▶ **PROBLEM TO SOLVE**: The exercise calls for the lines from the one containing "chair in the photo above." to the end of the data below to be output exactly, pictures excluded.

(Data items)
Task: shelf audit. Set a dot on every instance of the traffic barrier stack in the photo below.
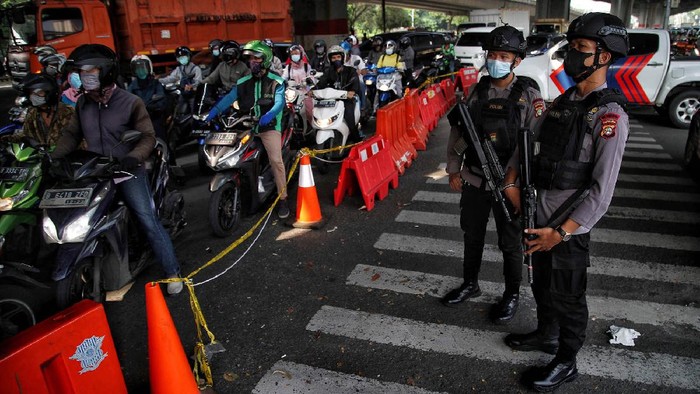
(70, 352)
(168, 367)
(370, 168)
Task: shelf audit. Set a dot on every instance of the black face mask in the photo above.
(574, 64)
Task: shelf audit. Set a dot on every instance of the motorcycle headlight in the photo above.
(323, 123)
(7, 203)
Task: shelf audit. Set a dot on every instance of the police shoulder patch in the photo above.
(609, 125)
(538, 104)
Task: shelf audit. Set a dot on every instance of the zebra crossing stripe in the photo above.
(288, 377)
(606, 362)
(597, 235)
(606, 308)
(635, 145)
(599, 265)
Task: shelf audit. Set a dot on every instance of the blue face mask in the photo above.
(498, 69)
(74, 81)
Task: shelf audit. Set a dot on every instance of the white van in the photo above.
(468, 48)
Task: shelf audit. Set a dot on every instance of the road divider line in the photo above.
(600, 265)
(288, 377)
(605, 362)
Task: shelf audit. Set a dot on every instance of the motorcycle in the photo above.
(243, 178)
(387, 86)
(329, 122)
(100, 247)
(23, 286)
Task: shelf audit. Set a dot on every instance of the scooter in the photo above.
(387, 85)
(100, 246)
(243, 178)
(329, 122)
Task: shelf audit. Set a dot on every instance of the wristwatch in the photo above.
(564, 235)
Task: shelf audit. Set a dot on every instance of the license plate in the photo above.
(221, 139)
(200, 133)
(66, 198)
(325, 104)
(14, 174)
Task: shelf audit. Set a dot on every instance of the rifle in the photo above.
(528, 194)
(490, 166)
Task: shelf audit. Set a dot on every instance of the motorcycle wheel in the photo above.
(18, 307)
(79, 285)
(225, 210)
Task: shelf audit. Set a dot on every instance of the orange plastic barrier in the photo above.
(70, 352)
(467, 77)
(416, 131)
(170, 372)
(369, 166)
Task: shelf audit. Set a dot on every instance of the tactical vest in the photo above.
(561, 139)
(497, 119)
(251, 89)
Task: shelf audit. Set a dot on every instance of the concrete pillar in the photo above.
(324, 19)
(552, 9)
(622, 9)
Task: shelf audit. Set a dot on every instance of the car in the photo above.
(468, 48)
(691, 159)
(425, 44)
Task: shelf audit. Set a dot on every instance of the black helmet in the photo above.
(506, 38)
(183, 51)
(230, 50)
(49, 85)
(606, 29)
(88, 56)
(215, 43)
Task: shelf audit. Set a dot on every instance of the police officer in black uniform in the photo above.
(581, 141)
(500, 104)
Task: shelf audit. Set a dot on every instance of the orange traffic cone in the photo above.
(308, 208)
(169, 370)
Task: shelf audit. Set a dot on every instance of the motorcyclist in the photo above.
(231, 69)
(46, 117)
(354, 44)
(261, 83)
(150, 91)
(104, 112)
(342, 77)
(319, 58)
(187, 75)
(276, 62)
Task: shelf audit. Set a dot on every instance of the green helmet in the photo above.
(258, 48)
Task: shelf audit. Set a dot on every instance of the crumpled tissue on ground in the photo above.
(623, 336)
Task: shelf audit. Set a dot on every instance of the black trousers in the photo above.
(476, 204)
(559, 287)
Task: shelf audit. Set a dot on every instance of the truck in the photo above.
(130, 27)
(648, 76)
(499, 17)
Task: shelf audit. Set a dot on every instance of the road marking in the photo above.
(643, 146)
(606, 362)
(606, 308)
(600, 265)
(634, 138)
(646, 155)
(287, 377)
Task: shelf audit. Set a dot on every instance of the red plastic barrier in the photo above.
(415, 129)
(70, 352)
(467, 77)
(369, 166)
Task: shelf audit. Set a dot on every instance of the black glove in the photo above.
(129, 163)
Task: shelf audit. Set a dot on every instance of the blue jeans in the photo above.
(137, 196)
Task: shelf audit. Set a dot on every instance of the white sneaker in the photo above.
(174, 287)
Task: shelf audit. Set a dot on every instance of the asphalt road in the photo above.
(353, 307)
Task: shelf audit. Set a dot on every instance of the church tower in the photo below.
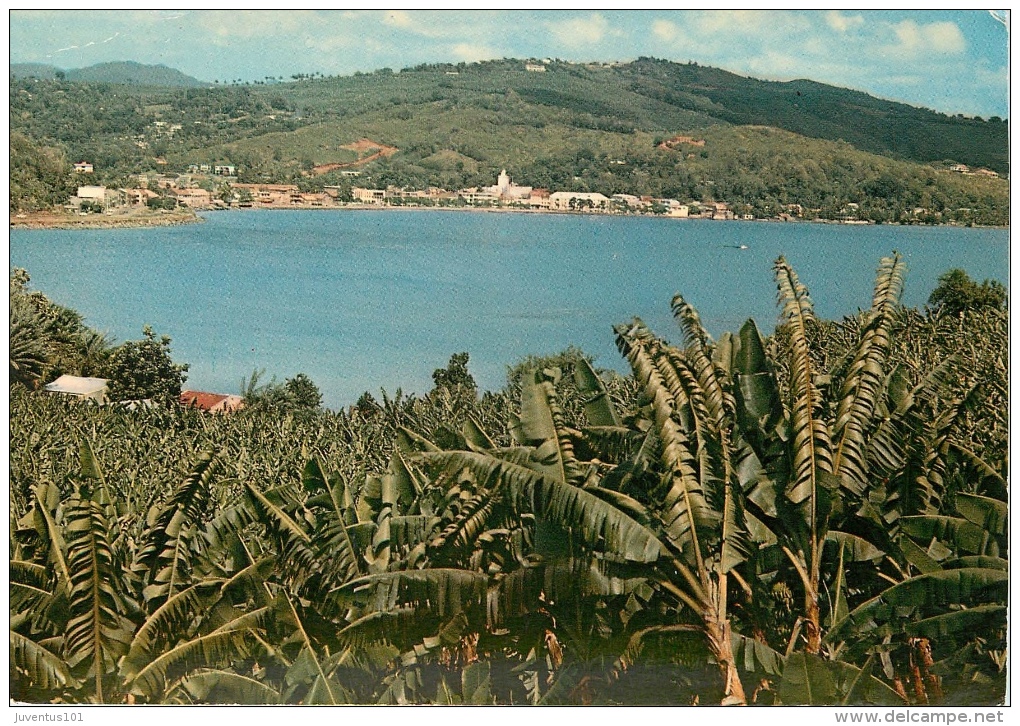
(503, 184)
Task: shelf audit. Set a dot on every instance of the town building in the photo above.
(578, 201)
(368, 196)
(75, 386)
(506, 190)
(194, 198)
(211, 403)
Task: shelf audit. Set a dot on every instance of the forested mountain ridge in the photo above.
(128, 72)
(573, 126)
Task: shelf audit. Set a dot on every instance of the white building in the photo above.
(628, 199)
(368, 196)
(505, 189)
(79, 387)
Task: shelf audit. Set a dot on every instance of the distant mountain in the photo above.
(33, 70)
(648, 127)
(126, 72)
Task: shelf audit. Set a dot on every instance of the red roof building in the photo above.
(212, 403)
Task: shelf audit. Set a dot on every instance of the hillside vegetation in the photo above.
(813, 517)
(128, 72)
(571, 127)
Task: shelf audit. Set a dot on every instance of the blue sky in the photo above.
(952, 61)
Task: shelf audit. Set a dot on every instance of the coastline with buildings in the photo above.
(161, 199)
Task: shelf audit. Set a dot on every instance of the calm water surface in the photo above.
(362, 301)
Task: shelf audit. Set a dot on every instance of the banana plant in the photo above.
(81, 630)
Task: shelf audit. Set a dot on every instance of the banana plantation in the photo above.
(816, 515)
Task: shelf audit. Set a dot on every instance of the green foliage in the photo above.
(958, 293)
(48, 340)
(168, 203)
(297, 394)
(41, 176)
(819, 515)
(574, 127)
(144, 369)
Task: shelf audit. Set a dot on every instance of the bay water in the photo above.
(368, 300)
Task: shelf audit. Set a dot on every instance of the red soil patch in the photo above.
(361, 146)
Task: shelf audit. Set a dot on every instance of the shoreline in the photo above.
(58, 220)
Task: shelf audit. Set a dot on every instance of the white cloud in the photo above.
(665, 30)
(398, 18)
(470, 52)
(842, 23)
(914, 39)
(581, 31)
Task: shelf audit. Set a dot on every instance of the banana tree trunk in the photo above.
(721, 644)
(812, 626)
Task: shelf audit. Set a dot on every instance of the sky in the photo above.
(951, 61)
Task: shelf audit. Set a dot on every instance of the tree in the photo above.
(297, 394)
(455, 375)
(303, 393)
(144, 369)
(957, 293)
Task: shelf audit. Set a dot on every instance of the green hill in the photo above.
(126, 72)
(571, 126)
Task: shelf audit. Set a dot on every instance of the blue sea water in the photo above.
(369, 300)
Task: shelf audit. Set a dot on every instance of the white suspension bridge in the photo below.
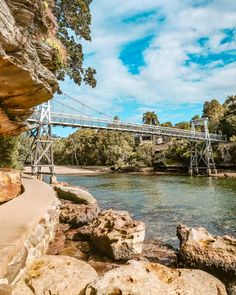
(74, 113)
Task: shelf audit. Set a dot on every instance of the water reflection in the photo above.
(165, 201)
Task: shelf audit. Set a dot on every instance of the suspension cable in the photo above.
(61, 103)
(101, 113)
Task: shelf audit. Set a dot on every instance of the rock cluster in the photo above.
(76, 195)
(140, 278)
(55, 275)
(10, 185)
(26, 79)
(117, 235)
(199, 249)
(107, 240)
(78, 215)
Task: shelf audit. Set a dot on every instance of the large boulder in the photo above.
(200, 249)
(140, 278)
(56, 275)
(117, 235)
(10, 185)
(78, 215)
(74, 194)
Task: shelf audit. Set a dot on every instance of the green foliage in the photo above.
(196, 117)
(150, 118)
(183, 125)
(74, 20)
(178, 151)
(167, 124)
(143, 156)
(88, 147)
(228, 121)
(9, 152)
(109, 148)
(214, 111)
(60, 58)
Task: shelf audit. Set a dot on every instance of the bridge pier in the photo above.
(201, 156)
(41, 148)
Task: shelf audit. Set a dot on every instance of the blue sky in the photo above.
(163, 55)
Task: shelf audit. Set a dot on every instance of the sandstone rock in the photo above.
(158, 252)
(78, 215)
(10, 185)
(117, 235)
(140, 278)
(83, 233)
(74, 194)
(56, 275)
(24, 81)
(5, 289)
(200, 249)
(71, 249)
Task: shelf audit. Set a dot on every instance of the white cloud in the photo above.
(165, 77)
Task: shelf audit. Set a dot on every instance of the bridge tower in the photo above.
(41, 149)
(201, 156)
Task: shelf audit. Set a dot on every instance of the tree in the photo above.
(74, 20)
(196, 117)
(183, 125)
(150, 118)
(214, 111)
(228, 121)
(167, 124)
(116, 118)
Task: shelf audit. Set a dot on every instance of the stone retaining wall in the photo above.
(28, 225)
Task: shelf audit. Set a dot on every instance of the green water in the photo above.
(163, 202)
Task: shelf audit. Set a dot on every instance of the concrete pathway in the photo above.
(20, 216)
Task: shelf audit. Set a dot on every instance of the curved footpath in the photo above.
(27, 227)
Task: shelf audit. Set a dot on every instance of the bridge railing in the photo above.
(99, 123)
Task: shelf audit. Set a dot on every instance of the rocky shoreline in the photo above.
(106, 254)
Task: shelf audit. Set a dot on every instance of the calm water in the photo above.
(163, 202)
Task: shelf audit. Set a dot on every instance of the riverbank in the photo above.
(73, 170)
(104, 252)
(87, 233)
(98, 170)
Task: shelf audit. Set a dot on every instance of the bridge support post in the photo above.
(42, 151)
(201, 154)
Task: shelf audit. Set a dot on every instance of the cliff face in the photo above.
(26, 61)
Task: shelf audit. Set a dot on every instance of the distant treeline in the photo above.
(111, 148)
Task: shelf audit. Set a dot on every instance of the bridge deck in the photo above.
(60, 119)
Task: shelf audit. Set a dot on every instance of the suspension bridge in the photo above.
(70, 112)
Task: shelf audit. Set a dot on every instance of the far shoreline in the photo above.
(99, 170)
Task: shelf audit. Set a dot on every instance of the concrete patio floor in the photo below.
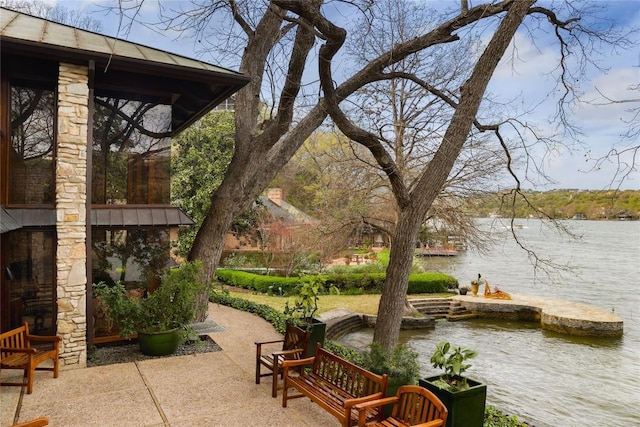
(207, 389)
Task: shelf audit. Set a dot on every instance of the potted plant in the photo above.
(464, 398)
(161, 318)
(401, 365)
(302, 313)
(475, 284)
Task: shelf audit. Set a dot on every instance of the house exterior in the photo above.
(85, 127)
(279, 227)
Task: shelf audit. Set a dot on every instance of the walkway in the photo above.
(210, 389)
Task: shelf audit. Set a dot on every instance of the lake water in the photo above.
(550, 379)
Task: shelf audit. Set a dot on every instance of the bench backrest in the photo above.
(15, 338)
(350, 378)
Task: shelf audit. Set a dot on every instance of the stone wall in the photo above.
(71, 183)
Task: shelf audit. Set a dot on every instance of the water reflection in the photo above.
(547, 378)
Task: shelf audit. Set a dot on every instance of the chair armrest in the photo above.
(269, 342)
(434, 423)
(41, 338)
(362, 413)
(287, 352)
(18, 350)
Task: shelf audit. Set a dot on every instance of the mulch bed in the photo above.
(129, 352)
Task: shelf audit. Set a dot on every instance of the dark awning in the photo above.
(139, 216)
(7, 222)
(124, 216)
(29, 218)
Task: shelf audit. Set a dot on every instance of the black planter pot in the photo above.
(466, 407)
(159, 343)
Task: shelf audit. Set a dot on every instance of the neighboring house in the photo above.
(278, 229)
(86, 122)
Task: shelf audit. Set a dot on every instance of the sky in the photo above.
(524, 79)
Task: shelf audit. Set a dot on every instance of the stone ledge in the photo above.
(553, 314)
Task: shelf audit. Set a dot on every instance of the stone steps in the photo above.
(442, 308)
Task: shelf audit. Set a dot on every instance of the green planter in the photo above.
(159, 343)
(466, 407)
(318, 329)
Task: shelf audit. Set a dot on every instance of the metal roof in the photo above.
(139, 216)
(192, 87)
(120, 216)
(27, 28)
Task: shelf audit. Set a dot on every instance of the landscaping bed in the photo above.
(129, 351)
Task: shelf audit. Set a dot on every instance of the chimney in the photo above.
(275, 195)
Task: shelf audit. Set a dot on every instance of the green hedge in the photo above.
(348, 283)
(258, 282)
(430, 283)
(277, 318)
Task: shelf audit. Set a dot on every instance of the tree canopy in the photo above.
(294, 52)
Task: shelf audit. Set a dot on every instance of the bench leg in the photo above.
(56, 366)
(258, 364)
(284, 393)
(274, 386)
(30, 372)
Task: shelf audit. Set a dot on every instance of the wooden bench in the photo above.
(17, 352)
(335, 384)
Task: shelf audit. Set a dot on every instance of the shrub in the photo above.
(258, 282)
(429, 283)
(346, 283)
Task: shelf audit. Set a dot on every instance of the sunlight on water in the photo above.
(550, 379)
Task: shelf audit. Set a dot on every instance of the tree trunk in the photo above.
(412, 213)
(392, 300)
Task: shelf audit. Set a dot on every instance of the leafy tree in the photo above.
(274, 43)
(202, 155)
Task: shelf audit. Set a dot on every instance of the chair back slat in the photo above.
(295, 337)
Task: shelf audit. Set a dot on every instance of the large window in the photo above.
(137, 257)
(131, 152)
(32, 145)
(28, 280)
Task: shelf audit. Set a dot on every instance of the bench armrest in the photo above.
(299, 362)
(362, 407)
(434, 423)
(18, 350)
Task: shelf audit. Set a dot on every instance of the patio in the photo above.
(208, 389)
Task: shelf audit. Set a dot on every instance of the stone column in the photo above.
(71, 195)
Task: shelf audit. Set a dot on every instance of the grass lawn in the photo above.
(367, 304)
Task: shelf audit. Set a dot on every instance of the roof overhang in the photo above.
(112, 216)
(192, 87)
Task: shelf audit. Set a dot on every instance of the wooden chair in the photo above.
(294, 344)
(412, 406)
(38, 422)
(17, 351)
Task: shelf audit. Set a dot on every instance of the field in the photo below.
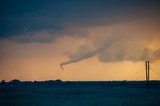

▶ **RESPONSE**:
Task: shelf audit. Set a dot on every instance of the wooden chair in the photo above.
(294, 344)
(412, 406)
(38, 422)
(17, 351)
Task: shelf audit. Set a dot on every instance of the field in the photo below.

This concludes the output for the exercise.